[BEGIN]

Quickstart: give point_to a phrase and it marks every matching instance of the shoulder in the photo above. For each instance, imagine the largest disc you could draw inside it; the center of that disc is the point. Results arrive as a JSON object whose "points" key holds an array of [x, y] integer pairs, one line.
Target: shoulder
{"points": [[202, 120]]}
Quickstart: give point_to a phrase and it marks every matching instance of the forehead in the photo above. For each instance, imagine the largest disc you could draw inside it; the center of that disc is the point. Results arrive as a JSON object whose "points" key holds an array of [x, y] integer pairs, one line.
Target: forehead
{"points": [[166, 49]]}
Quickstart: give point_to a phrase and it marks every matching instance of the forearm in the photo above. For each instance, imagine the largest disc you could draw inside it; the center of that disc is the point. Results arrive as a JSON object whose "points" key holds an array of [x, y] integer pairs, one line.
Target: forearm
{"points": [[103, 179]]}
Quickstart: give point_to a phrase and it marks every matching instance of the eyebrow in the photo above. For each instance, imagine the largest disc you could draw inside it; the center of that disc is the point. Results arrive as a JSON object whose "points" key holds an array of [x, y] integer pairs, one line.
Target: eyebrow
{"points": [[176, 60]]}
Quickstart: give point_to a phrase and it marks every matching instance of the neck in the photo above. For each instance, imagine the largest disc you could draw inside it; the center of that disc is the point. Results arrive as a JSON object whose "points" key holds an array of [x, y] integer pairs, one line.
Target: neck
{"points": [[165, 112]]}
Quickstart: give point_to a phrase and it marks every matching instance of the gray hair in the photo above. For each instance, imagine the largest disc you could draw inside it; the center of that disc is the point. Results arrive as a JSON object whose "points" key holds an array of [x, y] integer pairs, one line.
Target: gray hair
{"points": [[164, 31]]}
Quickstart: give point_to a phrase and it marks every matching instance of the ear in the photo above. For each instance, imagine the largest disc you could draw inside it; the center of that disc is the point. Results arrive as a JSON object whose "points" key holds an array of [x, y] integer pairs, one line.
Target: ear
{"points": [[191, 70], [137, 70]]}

[END]

**Exercise**
Write the listing out again, exactly as it reads.

**Written reply**
Quickstart: give point_to a phrase and it marks every matching instance of the shoulder in the photo above. For each instance, imagine the largest disc you could draw inside it; the center of that disc is the point. Results arrive as a JSON object whose "points" key holds an array of [x, y] integer pairs, one line.
Target: shoulder
{"points": [[202, 120]]}
Quickstart: give point_to a phrase and it marks every matching instance of the forehead in the photo above. For each instance, imagine the largest disc you could draw inside it; the center of that disc is the point. Results arrive as a JSON object whose "points" key holds an array of [x, y] integer pairs, one line.
Target: forehead
{"points": [[166, 49]]}
Quickstart: give point_to a phrase and it marks every matching instance of the forearm in the photo above. For each instance, imagine the largest disc you could draw inside it; the center of that disc is the point. Results arrive as a JSON object whose "points" key holds an array of [x, y] integer pairs, one line.
Target: forearm
{"points": [[103, 179]]}
Quickstart: give point_to a phrase and it marks every matching instance of the eyebrow in the photo above. For each instance, imagine the largest disc you could draw inside it; the center of that disc is the point. Results arrive as a JSON object whose "points" key holds an array of [x, y] integer pairs, one line.
Target: eyebrow
{"points": [[176, 60]]}
Quickstart: give point_to a phrase and it marks every matching instance of the neck in the photo above. For each instance, imagine the largest disc you could draw inside it; the center of that disc is the point. Results arrive as a JSON object whose "points" key holds an array of [x, y] integer pairs, one line.
Target: neck
{"points": [[165, 112]]}
Quickstart: give point_to a phrase and it marks every matching instance of the gray hair in the photo above. For each instance, imagine the largest disc you could draw inside it; the center of that disc is the point. Results arrive as a JSON object whose "points" key holds an array of [x, y] integer pairs, one line.
Target: gray hair
{"points": [[164, 31]]}
Quickstart: give point_to a phrase and it marks every matching instance of the ear in the photo above. For each instance, imagine the largest disc you could draw inside it; the center of that disc is the point. Results arrive as a JSON object whose "points" key holds an array of [x, y] integer pairs, one line.
Target: ear
{"points": [[191, 70], [137, 70]]}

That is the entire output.